### Assigned task
Translate this sentence from the passage on Morbidelli's 2024 season into Spanish: "But it’s still his best run of form since that title-contending 2020 season, and is a hint that the Pramac gamble to bet on his recovery was the right one."

Of course, that career reboot plan also went immediately awry for the luckless Morbidelli. Crashing during training at Portimao on a street bike and leaving himself with a concussion so bad that he was forced to forgo riding for the entire 2024 pre-season meant an inevitably slow and uncertain start to life at Pramac Ducati when he could finally get to know his new bike.
However, despite the considerable disadvantage of missing out on so much track time at both Sepang and Lusail right as he needed it the most to adapt from the inline four Yamaha to the V4 Ducati, things are finally starting to come right for him at the halfway point in the season.
While admittedly still very much the fourth of the four GP24 machines on the grid and still a distant 11th in the championship standings, he ended the first part of the season with a run of strong form, coming home inside the top 10 in both the races and the sprints at Mugello, Assen and the Sachsenring.
It’s obviously not quite the performances that he was hired to deliver and it’s against the backdrop of team-mate Jorge Martin fighting for the championship. But it’s still his best run of form since that title-contending 2020 season, and is a hint that the Pramac gamble to bet on his recovery was the right one.

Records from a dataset
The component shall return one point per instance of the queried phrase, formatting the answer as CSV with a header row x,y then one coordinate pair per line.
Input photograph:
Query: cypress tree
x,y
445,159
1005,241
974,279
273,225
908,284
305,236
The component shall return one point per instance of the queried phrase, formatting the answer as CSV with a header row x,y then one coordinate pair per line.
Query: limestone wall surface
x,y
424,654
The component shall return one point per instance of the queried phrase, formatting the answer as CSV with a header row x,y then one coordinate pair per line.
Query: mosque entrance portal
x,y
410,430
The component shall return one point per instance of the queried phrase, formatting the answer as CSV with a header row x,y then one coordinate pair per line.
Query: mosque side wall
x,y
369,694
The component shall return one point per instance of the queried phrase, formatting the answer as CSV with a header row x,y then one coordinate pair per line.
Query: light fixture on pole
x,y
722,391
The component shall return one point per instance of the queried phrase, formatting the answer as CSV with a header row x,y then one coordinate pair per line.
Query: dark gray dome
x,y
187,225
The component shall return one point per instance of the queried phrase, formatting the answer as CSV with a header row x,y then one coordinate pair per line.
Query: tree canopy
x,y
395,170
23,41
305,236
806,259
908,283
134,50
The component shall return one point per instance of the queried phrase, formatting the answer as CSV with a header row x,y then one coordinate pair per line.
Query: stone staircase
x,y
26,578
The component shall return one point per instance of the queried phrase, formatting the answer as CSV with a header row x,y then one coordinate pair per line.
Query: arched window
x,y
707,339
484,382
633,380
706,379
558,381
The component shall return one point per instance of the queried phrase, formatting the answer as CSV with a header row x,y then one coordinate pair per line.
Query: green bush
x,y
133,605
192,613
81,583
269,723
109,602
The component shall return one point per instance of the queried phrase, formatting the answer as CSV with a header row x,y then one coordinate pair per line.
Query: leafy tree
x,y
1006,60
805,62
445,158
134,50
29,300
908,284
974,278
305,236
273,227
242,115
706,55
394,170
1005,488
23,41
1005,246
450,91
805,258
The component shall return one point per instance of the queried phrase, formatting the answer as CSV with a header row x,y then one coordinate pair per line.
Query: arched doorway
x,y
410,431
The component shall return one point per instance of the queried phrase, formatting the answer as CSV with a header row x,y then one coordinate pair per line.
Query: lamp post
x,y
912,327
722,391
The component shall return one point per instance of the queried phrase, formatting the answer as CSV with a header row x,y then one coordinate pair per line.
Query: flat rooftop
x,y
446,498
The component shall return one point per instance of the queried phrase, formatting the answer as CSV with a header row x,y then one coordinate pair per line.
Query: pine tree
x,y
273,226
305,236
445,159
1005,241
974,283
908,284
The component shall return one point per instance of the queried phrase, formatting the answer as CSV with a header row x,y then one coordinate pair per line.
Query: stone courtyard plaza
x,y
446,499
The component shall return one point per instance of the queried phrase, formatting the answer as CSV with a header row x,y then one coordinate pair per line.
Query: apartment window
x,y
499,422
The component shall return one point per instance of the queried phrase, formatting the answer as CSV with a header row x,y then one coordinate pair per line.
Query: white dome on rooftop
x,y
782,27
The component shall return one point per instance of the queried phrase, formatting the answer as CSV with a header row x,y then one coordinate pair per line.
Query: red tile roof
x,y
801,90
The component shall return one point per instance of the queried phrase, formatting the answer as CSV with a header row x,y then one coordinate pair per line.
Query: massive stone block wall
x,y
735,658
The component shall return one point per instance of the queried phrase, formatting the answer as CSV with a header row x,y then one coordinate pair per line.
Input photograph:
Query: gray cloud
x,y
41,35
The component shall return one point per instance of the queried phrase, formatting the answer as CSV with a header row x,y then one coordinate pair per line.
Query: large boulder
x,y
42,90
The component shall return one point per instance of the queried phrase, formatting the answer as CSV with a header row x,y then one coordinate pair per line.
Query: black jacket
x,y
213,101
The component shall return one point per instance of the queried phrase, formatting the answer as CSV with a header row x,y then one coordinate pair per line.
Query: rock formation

### Finished task
Pero sigue siendo su mejor racha de forma desde aquella temporada 2020 en la que luchó por el título, y es un indicio de que la apuesta de Pramac por su recuperación fue la acertada.